### DATA SUPPLIED
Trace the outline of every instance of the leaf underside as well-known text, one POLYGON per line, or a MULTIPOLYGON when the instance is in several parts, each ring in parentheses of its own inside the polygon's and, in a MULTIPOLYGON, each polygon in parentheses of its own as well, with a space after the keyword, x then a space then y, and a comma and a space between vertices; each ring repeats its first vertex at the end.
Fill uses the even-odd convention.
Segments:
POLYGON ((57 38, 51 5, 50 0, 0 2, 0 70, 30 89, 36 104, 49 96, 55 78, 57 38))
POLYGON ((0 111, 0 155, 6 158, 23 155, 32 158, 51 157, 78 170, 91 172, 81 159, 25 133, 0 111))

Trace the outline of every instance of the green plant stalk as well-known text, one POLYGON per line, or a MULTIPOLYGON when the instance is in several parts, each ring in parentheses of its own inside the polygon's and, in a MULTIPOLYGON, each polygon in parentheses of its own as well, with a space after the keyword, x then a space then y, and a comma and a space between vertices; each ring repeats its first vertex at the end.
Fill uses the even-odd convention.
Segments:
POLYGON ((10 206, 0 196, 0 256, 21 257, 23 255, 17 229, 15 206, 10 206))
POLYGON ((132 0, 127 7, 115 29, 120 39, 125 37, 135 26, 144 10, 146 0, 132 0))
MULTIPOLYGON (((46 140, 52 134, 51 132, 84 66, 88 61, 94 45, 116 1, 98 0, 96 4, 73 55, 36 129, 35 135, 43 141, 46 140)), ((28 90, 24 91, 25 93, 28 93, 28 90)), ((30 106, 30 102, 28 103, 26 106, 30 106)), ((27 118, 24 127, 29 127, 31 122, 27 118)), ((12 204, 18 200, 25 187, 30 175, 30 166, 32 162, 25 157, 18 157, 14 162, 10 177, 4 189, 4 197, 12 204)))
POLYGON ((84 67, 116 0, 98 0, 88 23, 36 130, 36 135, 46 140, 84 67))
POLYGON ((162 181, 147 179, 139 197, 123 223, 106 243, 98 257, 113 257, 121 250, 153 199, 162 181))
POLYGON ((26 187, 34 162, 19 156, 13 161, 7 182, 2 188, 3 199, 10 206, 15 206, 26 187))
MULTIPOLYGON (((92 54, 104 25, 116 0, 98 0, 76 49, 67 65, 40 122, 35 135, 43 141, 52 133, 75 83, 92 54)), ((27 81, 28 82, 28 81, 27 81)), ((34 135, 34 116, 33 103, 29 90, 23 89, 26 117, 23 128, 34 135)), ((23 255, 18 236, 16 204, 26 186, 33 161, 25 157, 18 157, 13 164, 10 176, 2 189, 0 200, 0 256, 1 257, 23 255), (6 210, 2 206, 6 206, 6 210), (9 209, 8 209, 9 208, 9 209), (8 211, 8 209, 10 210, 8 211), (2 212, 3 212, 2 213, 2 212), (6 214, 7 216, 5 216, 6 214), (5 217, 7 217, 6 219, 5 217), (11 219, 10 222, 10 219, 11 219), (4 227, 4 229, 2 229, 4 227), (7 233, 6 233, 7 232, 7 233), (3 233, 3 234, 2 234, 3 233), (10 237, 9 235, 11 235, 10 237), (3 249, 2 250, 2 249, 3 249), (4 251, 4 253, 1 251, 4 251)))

### TASK
Convert all of the material above into a Markdown table with the columns Row and Line, giving each line its own numbered row. Leave out any blank lines.

### THE OUTPUT
| Row | Line |
|---|---|
| 1 | Trace the outline of every instance of the leaf underside as well-known text, one POLYGON per line, or a MULTIPOLYGON when the instance is in several parts, each ring in parentheses of its own inside the polygon's and, in a MULTIPOLYGON, each polygon in parentheses of its own as well, with a space after the keyword, x then a space then y, and a comma and a space between vertices; each ring repeats its first vertex at the end. |
| 2 | Fill uses the even-odd convention. |
| 3 | Segments: |
| 4 | POLYGON ((57 38, 51 5, 50 0, 0 2, 0 70, 30 89, 36 104, 49 96, 55 78, 57 38)) |
| 5 | POLYGON ((0 111, 0 155, 6 158, 23 155, 32 158, 51 157, 78 170, 91 172, 81 159, 25 133, 0 111)) |
| 6 | Trace the outline of every instance of the green plant stalk as well-known text, one POLYGON per line, or a MULTIPOLYGON when the instance is in several parts, each ring in parentheses of its own inside the polygon's and, in a MULTIPOLYGON, each polygon in parentheses of its own as well, with a space after the keyword, x then a space then y, and a comma and a space between vertices; each ring repeats its first vertex at the end. |
| 7 | Fill uses the even-odd convention. |
| 8 | Segments: |
| 9 | POLYGON ((10 206, 0 196, 0 256, 21 257, 23 255, 17 229, 15 206, 10 206)) |
| 10 | POLYGON ((132 0, 127 7, 115 29, 120 39, 125 37, 135 26, 144 10, 146 0, 132 0)) |
| 11 | MULTIPOLYGON (((46 140, 52 134, 51 132, 84 66, 88 61, 94 45, 116 1, 98 0, 96 4, 73 55, 36 129, 35 135, 43 141, 46 140)), ((28 90, 24 91, 25 93, 28 93, 28 90)), ((30 106, 30 102, 28 103, 26 106, 30 106)), ((27 118, 24 127, 29 127, 31 122, 27 118)), ((12 204, 18 200, 25 187, 30 175, 30 166, 32 162, 25 157, 18 157, 14 162, 10 177, 4 189, 4 197, 12 204))) |
| 12 | POLYGON ((84 67, 116 0, 98 0, 88 23, 36 130, 36 135, 46 140, 84 67)) |
| 13 | POLYGON ((162 181, 147 179, 139 197, 123 223, 106 243, 98 257, 113 257, 121 250, 153 199, 162 181)) |
| 14 | POLYGON ((26 187, 34 162, 19 156, 13 161, 7 182, 2 188, 3 199, 10 206, 15 206, 26 187)) |
| 15 | MULTIPOLYGON (((92 54, 104 25, 116 0, 98 0, 76 49, 67 65, 40 122, 35 135, 43 141, 52 133, 75 83, 92 54)), ((27 81, 28 82, 28 81, 27 81)), ((34 135, 34 116, 33 103, 29 90, 23 89, 26 117, 23 128, 34 135)), ((23 255, 18 236, 16 204, 26 186, 33 161, 25 157, 18 157, 13 164, 10 176, 2 189, 0 200, 0 256, 1 257, 23 255), (6 210, 2 206, 6 206, 6 210), (9 209, 8 209, 9 208, 9 209), (8 211, 8 209, 10 210, 8 211), (2 212, 3 212, 2 213, 2 212), (6 214, 7 216, 5 216, 6 214), (5 217, 7 217, 6 219, 5 217), (11 219, 10 222, 10 219, 11 219), (4 227, 4 229, 2 229, 4 227), (7 233, 6 233, 7 232, 7 233), (3 233, 3 234, 2 234, 3 233), (10 237, 9 235, 11 235, 10 237), (3 249, 2 250, 2 249, 3 249), (4 251, 4 253, 1 251, 4 251))) |